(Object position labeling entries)
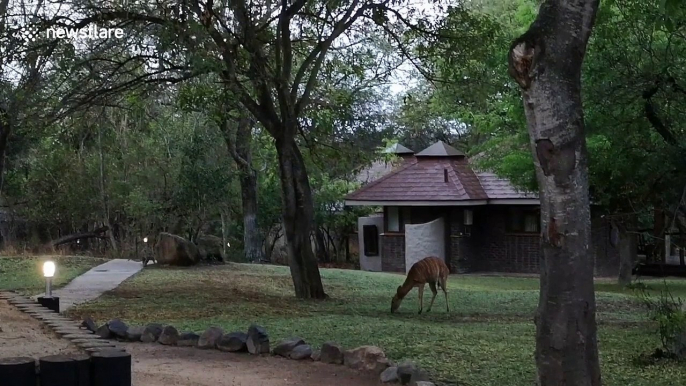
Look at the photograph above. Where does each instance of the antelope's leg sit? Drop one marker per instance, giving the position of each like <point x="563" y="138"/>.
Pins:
<point x="432" y="285"/>
<point x="445" y="292"/>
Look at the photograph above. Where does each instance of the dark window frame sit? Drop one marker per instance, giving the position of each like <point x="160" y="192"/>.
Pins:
<point x="404" y="217"/>
<point x="370" y="239"/>
<point x="516" y="220"/>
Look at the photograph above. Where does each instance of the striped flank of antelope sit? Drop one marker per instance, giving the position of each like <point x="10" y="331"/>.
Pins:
<point x="431" y="270"/>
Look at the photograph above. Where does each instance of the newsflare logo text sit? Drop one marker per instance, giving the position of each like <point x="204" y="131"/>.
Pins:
<point x="91" y="32"/>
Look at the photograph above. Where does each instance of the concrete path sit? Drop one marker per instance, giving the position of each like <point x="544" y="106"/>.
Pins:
<point x="95" y="282"/>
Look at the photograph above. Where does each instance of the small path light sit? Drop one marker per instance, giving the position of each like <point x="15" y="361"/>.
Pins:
<point x="49" y="301"/>
<point x="49" y="273"/>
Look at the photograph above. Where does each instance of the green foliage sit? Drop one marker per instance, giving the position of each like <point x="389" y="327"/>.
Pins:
<point x="670" y="317"/>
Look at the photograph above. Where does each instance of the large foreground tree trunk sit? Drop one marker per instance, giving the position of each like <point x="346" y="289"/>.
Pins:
<point x="239" y="143"/>
<point x="546" y="62"/>
<point x="298" y="220"/>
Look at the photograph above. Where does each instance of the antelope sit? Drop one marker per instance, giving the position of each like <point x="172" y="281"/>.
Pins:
<point x="430" y="270"/>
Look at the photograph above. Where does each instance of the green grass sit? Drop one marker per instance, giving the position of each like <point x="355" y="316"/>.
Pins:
<point x="24" y="274"/>
<point x="487" y="339"/>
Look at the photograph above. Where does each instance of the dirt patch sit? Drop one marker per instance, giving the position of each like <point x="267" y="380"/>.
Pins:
<point x="22" y="335"/>
<point x="157" y="365"/>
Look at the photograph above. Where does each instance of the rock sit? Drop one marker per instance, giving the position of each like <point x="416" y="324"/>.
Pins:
<point x="117" y="328"/>
<point x="89" y="324"/>
<point x="233" y="342"/>
<point x="169" y="336"/>
<point x="210" y="337"/>
<point x="332" y="353"/>
<point x="409" y="374"/>
<point x="366" y="358"/>
<point x="301" y="352"/>
<point x="175" y="250"/>
<point x="210" y="248"/>
<point x="151" y="333"/>
<point x="258" y="340"/>
<point x="188" y="339"/>
<point x="390" y="375"/>
<point x="134" y="333"/>
<point x="103" y="332"/>
<point x="286" y="346"/>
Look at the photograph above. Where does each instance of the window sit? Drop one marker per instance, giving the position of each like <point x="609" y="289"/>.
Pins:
<point x="523" y="221"/>
<point x="370" y="238"/>
<point x="393" y="219"/>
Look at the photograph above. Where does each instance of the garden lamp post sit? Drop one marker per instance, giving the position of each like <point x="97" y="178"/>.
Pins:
<point x="49" y="301"/>
<point x="49" y="273"/>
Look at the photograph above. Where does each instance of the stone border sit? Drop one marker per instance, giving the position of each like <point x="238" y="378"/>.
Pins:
<point x="62" y="326"/>
<point x="370" y="359"/>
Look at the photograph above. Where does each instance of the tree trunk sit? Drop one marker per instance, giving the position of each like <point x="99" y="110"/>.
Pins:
<point x="103" y="193"/>
<point x="322" y="251"/>
<point x="546" y="63"/>
<point x="298" y="218"/>
<point x="5" y="130"/>
<point x="628" y="244"/>
<point x="239" y="146"/>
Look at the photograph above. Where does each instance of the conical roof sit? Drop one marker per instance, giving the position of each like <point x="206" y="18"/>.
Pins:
<point x="398" y="149"/>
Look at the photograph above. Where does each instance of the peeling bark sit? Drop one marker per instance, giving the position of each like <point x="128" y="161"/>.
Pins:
<point x="546" y="63"/>
<point x="298" y="220"/>
<point x="239" y="143"/>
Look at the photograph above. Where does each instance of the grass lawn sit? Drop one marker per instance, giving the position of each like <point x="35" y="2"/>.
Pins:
<point x="24" y="274"/>
<point x="487" y="339"/>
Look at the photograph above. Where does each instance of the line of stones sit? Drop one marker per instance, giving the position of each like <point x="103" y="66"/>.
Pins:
<point x="60" y="325"/>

### Instruction
What are the lines from the one with "of the conical" through the last line of the records above? Quote them exactly and add nothing.

### Written response
Look at the photograph above. Where does each instance of the conical roof sit? Drop one marker per instance, giving the position of each like <point x="206" y="18"/>.
Pins:
<point x="398" y="149"/>
Look at the photograph above. Where does each instance of the peeling bark sit? Drop one marker per instance, giving the position of each like <point x="128" y="161"/>.
Pins:
<point x="546" y="63"/>
<point x="298" y="220"/>
<point x="239" y="143"/>
Look at the photograph above. Where does each instance of the grass lawn sit? Drop one marker per instance, giving the position of each like <point x="35" y="2"/>.
Pins:
<point x="24" y="274"/>
<point x="487" y="339"/>
Look at the photograph above. Where does each instance of the line of stones sit? Drop one marker per instance, giving the position of each like <point x="103" y="66"/>.
Pins:
<point x="60" y="325"/>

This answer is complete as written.